[Referring expression data]
BEGIN

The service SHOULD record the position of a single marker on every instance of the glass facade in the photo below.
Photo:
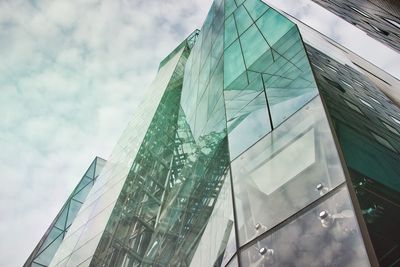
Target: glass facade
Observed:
(48, 245)
(244, 153)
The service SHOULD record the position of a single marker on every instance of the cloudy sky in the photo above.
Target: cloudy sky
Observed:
(72, 73)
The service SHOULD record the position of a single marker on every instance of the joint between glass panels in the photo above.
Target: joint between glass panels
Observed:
(254, 23)
(266, 101)
(241, 49)
(234, 218)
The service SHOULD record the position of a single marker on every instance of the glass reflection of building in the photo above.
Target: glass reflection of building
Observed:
(261, 143)
(380, 19)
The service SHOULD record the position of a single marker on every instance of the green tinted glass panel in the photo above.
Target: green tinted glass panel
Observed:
(255, 8)
(242, 19)
(273, 26)
(232, 71)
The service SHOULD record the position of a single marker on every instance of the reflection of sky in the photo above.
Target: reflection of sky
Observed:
(71, 75)
(305, 242)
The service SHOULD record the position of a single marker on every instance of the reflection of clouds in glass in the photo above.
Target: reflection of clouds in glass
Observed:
(304, 242)
(278, 176)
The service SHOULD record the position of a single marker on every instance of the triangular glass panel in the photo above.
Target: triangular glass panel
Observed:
(73, 211)
(54, 233)
(62, 218)
(90, 171)
(47, 255)
(81, 195)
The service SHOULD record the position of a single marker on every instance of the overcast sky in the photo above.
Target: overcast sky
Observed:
(72, 73)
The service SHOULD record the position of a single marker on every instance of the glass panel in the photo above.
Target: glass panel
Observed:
(248, 125)
(233, 55)
(267, 191)
(90, 171)
(289, 81)
(255, 8)
(230, 6)
(218, 240)
(54, 233)
(273, 26)
(327, 235)
(73, 210)
(233, 263)
(46, 256)
(81, 195)
(62, 218)
(81, 254)
(243, 20)
(254, 47)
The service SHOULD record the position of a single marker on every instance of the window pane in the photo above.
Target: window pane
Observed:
(285, 171)
(331, 224)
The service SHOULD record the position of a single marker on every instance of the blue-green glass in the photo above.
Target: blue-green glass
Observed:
(230, 6)
(250, 125)
(254, 46)
(230, 31)
(273, 26)
(235, 66)
(242, 19)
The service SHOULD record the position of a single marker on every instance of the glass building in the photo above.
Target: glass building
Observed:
(51, 240)
(261, 142)
(379, 18)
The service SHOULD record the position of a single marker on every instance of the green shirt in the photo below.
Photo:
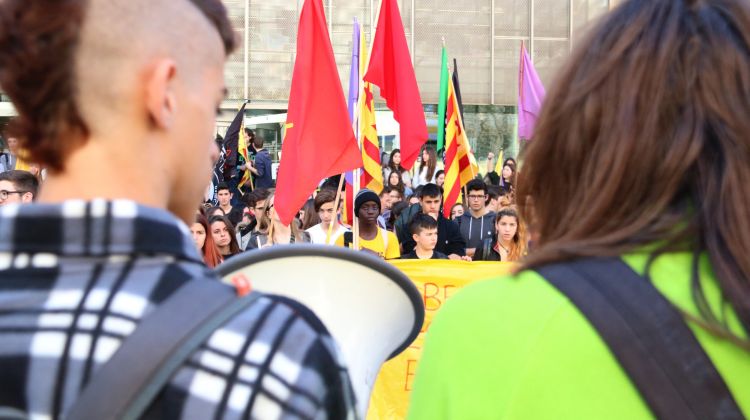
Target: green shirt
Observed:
(516, 348)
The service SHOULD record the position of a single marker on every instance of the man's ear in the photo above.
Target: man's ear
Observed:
(161, 102)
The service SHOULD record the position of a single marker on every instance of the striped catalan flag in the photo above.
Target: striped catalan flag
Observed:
(242, 145)
(372, 173)
(460, 164)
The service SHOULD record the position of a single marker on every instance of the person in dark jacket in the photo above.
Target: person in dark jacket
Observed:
(262, 167)
(450, 241)
(479, 222)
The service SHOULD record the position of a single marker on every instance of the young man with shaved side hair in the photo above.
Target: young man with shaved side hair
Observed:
(96, 83)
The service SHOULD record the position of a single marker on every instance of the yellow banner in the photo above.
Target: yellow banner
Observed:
(437, 281)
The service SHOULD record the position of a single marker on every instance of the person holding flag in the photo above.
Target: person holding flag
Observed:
(318, 140)
(460, 165)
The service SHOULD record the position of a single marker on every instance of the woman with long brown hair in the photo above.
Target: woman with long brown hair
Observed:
(394, 165)
(635, 302)
(427, 168)
(205, 241)
(224, 237)
(510, 241)
(272, 232)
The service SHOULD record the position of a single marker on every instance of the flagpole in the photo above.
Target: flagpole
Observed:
(335, 208)
(357, 173)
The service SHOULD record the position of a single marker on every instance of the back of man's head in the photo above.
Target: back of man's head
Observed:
(262, 194)
(122, 78)
(430, 190)
(323, 197)
(222, 187)
(64, 63)
(476, 185)
(422, 222)
(258, 142)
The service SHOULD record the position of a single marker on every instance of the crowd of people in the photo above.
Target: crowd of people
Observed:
(635, 302)
(390, 222)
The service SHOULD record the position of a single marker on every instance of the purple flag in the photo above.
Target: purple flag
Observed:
(354, 81)
(530, 96)
(354, 74)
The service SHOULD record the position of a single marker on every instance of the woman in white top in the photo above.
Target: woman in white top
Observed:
(394, 165)
(427, 169)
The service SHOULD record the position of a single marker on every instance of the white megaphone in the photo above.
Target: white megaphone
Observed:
(371, 309)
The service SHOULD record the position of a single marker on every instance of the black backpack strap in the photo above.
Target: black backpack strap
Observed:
(648, 337)
(127, 384)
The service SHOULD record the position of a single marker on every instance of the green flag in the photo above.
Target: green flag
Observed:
(443, 100)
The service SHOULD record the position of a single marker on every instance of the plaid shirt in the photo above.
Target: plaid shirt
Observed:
(76, 279)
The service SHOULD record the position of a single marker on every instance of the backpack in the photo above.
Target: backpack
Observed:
(648, 337)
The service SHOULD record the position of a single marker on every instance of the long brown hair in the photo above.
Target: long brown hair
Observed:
(519, 245)
(234, 247)
(266, 225)
(643, 140)
(211, 254)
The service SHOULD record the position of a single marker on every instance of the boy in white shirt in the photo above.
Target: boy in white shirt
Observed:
(324, 203)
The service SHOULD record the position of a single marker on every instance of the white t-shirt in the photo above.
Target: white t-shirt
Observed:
(318, 234)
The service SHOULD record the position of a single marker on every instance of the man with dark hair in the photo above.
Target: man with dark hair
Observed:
(494, 192)
(479, 222)
(385, 199)
(325, 202)
(10, 161)
(95, 83)
(17, 187)
(224, 196)
(450, 241)
(372, 238)
(423, 229)
(262, 168)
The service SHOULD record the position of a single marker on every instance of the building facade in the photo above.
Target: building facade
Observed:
(484, 36)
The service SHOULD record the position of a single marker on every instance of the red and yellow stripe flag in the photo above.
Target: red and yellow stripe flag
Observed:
(460, 164)
(242, 145)
(372, 173)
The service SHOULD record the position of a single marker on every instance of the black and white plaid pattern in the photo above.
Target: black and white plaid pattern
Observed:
(76, 279)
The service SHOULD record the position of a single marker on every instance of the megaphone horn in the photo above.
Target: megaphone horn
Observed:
(372, 310)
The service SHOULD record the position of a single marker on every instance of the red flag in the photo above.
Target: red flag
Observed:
(391, 69)
(319, 140)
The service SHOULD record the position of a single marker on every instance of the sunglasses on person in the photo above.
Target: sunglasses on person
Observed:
(5, 193)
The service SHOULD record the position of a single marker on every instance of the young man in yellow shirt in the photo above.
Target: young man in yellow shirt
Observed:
(372, 238)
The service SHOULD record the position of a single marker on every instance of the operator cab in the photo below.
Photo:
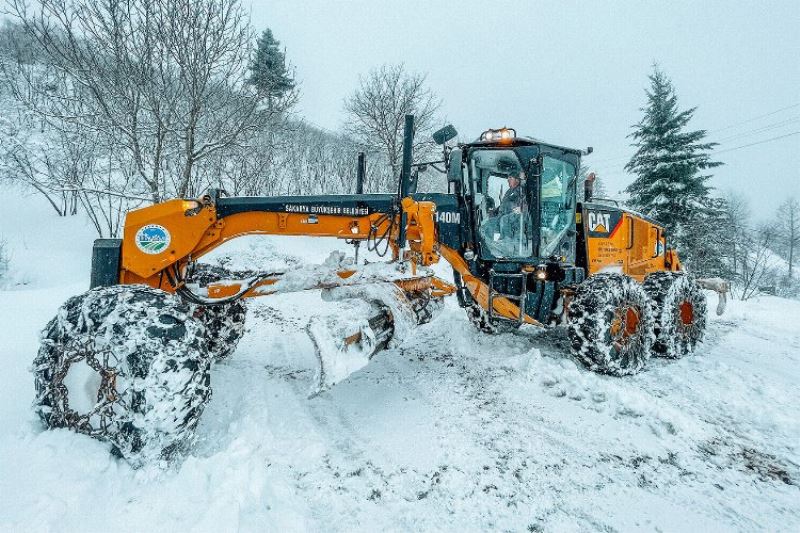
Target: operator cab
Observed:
(522, 197)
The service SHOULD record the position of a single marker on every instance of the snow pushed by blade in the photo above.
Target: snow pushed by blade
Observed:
(338, 358)
(446, 430)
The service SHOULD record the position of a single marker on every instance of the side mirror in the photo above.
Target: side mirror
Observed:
(454, 172)
(413, 182)
(445, 134)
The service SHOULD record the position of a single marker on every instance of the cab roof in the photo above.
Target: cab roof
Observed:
(520, 141)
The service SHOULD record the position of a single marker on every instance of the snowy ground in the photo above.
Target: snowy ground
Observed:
(451, 430)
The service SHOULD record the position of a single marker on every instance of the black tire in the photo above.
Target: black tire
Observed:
(679, 310)
(610, 324)
(127, 365)
(225, 323)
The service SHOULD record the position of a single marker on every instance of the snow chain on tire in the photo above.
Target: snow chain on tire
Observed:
(224, 323)
(610, 324)
(679, 310)
(127, 365)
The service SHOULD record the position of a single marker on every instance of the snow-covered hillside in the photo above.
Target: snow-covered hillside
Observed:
(452, 430)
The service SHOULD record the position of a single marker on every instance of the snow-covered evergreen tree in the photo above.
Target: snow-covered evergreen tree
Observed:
(268, 71)
(670, 185)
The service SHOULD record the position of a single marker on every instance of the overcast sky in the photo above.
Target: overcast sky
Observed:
(571, 73)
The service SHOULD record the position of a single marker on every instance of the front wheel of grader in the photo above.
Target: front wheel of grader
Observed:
(610, 324)
(127, 365)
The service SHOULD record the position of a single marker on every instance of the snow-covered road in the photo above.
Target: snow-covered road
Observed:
(451, 430)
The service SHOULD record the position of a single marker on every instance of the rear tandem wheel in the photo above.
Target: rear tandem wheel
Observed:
(679, 311)
(610, 324)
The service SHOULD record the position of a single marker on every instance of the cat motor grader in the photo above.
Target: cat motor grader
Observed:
(129, 361)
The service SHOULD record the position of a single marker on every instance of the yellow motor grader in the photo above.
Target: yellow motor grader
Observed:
(129, 361)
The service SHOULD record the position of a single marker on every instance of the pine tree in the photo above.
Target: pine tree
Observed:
(269, 73)
(668, 162)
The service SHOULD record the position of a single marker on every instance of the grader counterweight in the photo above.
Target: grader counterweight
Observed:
(522, 248)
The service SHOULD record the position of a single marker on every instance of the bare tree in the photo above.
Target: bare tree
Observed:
(757, 268)
(788, 230)
(376, 114)
(164, 78)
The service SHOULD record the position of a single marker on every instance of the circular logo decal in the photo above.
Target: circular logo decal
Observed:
(152, 239)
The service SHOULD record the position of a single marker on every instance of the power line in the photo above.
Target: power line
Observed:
(601, 169)
(759, 142)
(724, 128)
(755, 118)
(760, 129)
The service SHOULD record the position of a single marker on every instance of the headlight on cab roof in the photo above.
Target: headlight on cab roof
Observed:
(499, 135)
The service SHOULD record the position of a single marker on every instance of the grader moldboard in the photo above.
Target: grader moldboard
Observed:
(129, 361)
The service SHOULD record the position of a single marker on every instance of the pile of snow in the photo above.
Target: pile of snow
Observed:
(449, 430)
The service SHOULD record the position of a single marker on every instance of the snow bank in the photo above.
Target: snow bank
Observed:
(449, 430)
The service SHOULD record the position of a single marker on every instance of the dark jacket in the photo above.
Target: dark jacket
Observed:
(512, 198)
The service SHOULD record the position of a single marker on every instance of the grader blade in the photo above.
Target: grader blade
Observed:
(370, 318)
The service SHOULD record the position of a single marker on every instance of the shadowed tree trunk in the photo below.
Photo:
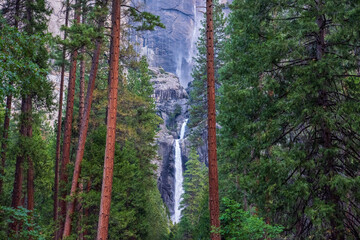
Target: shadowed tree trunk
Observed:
(25, 130)
(104, 214)
(213, 171)
(83, 134)
(4, 140)
(7, 117)
(58, 136)
(68, 127)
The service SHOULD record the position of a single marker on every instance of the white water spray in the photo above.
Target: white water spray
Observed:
(178, 176)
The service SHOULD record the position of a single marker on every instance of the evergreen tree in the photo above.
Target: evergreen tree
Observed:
(289, 114)
(198, 98)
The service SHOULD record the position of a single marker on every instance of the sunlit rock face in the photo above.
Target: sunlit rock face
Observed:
(174, 47)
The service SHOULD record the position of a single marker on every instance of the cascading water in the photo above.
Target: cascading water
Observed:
(178, 175)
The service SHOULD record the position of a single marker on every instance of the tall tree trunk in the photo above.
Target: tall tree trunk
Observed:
(25, 125)
(86, 210)
(213, 170)
(7, 116)
(4, 140)
(104, 214)
(336, 230)
(83, 134)
(58, 136)
(30, 171)
(82, 88)
(68, 127)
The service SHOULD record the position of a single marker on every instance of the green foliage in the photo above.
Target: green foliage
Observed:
(198, 87)
(23, 64)
(28, 230)
(136, 201)
(238, 224)
(290, 115)
(195, 219)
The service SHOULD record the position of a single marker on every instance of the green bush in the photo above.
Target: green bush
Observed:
(237, 224)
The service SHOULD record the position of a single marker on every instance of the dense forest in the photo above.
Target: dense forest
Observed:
(273, 102)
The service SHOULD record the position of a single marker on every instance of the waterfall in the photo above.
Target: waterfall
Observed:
(178, 175)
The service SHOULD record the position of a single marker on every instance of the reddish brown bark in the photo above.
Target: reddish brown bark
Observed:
(58, 136)
(68, 128)
(213, 171)
(4, 140)
(86, 210)
(25, 131)
(104, 214)
(7, 115)
(82, 76)
(83, 134)
(82, 88)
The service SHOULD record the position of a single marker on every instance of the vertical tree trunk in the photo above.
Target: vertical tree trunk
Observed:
(83, 134)
(30, 171)
(7, 117)
(68, 127)
(58, 136)
(4, 140)
(86, 210)
(104, 214)
(213, 171)
(336, 230)
(25, 125)
(82, 88)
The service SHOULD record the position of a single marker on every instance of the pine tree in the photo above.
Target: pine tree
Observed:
(212, 148)
(85, 121)
(111, 124)
(289, 114)
(59, 120)
(198, 98)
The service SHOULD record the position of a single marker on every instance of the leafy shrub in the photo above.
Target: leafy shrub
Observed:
(238, 224)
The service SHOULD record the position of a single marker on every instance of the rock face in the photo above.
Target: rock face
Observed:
(173, 48)
(171, 105)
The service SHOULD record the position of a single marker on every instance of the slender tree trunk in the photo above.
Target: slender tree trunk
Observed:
(68, 127)
(7, 117)
(104, 214)
(18, 182)
(83, 134)
(82, 88)
(86, 210)
(30, 171)
(213, 170)
(336, 230)
(58, 136)
(4, 140)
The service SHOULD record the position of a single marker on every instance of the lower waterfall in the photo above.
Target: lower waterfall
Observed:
(178, 175)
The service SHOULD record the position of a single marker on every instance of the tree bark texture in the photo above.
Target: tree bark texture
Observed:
(213, 170)
(82, 137)
(68, 127)
(25, 132)
(4, 140)
(103, 223)
(58, 136)
(336, 230)
(7, 116)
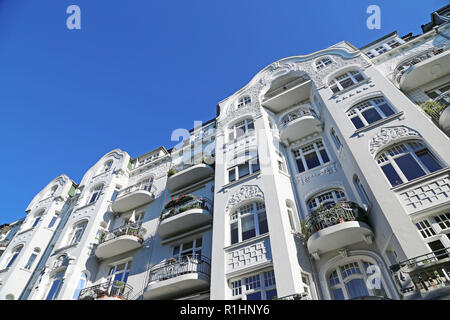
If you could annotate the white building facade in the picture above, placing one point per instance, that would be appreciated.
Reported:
(326, 177)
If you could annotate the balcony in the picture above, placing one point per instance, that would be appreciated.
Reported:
(329, 229)
(120, 240)
(422, 68)
(107, 291)
(134, 196)
(299, 124)
(424, 277)
(178, 277)
(184, 213)
(287, 94)
(186, 174)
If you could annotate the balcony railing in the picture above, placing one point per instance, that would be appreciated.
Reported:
(147, 186)
(173, 268)
(194, 203)
(342, 212)
(425, 55)
(133, 229)
(427, 272)
(115, 289)
(294, 115)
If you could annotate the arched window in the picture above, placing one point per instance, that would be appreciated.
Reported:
(323, 62)
(369, 111)
(77, 232)
(95, 194)
(241, 128)
(248, 221)
(14, 255)
(345, 80)
(351, 280)
(407, 161)
(326, 199)
(243, 102)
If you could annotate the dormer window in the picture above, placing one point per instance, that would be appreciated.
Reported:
(345, 81)
(322, 63)
(244, 101)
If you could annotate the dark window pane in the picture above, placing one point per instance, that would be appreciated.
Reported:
(312, 160)
(357, 122)
(371, 115)
(262, 222)
(324, 155)
(300, 166)
(391, 174)
(428, 160)
(386, 109)
(409, 166)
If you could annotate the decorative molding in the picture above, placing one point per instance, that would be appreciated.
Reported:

END

> _Assignment_: Using the data above, which lines fall from the one with "vertical tree trunk in the photo above." through the one with "If you could annotate the arched"? Repeat them exactly, ends included, minus any pictures.

> _Answer area_:
The service SHOULD record the position of a single marker on every instance of the vertical tree trunk in the photo above.
Target: vertical tree trunk
Observed:
(83, 134)
(30, 171)
(7, 117)
(68, 127)
(58, 136)
(4, 140)
(86, 210)
(104, 214)
(213, 171)
(336, 230)
(25, 125)
(82, 88)
The service SHOULD record the position of a single marker on every instance of the pine tree in the photo above.
Target: pine tree
Observed:
(212, 148)
(85, 121)
(111, 124)
(289, 114)
(59, 120)
(198, 98)
The service SHOULD record the position of a single marker on every instance of the leafy shrub in the photo above.
Target: leafy shrub
Observed:
(238, 224)
The service SHOULD record the position of a single marker on every instance of the rock face in the photo above.
Target: rock face
Observed:
(173, 48)
(171, 105)
The service SHOULD record the position of a single marker on every instance of the slender tree trunk in the photo above.
Target: slender tree trunk
Observed:
(68, 127)
(7, 117)
(104, 214)
(18, 182)
(83, 134)
(82, 88)
(86, 210)
(30, 171)
(213, 170)
(336, 230)
(58, 136)
(4, 140)
The service SHOULD record the position of a single marker on every instance of the lower waterfall in the photo above.
Target: lower waterfall
Observed:
(178, 175)
The service SHOULD record the position of a single marker on every instance of the tree bark texture in the photo above.
Target: tree bark texture
Observed:
(213, 170)
(82, 137)
(68, 127)
(25, 132)
(4, 140)
(103, 223)
(58, 136)
(336, 230)
(7, 116)
If you could annotate the white building facade in the picture above, placing one point per instance, that would be appreciated.
Reported:
(326, 177)
If you could annotate the balcony in the picture above, placing one point per instance, that would be appreciated.
Reported:
(329, 229)
(120, 240)
(422, 68)
(107, 291)
(134, 196)
(299, 124)
(424, 277)
(178, 277)
(184, 213)
(287, 94)
(186, 174)
If you could annotate the balcony railing in the picture above, placing one point per instance, that would be appreciated.
Reported:
(147, 186)
(173, 268)
(194, 203)
(342, 212)
(425, 55)
(133, 229)
(427, 272)
(115, 289)
(294, 115)
If you could annotate the arched window in the picture above, placing one point per instance, that would be appreciated.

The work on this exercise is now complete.